* **Task goal**: Put the lines below into a JSON list of strings, with one string per line and any blank lines left out.

* **Input for this task**:
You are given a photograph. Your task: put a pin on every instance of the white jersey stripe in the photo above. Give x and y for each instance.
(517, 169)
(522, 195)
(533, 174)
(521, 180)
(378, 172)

* **Final result**:
[
  "You are given a photograph. Your task: put a pin on every instance of the white jersey stripe in the photo above. Give x and y for each instance.",
  "(517, 169)",
  "(522, 195)",
  "(533, 174)",
  "(521, 180)",
  "(378, 172)"
]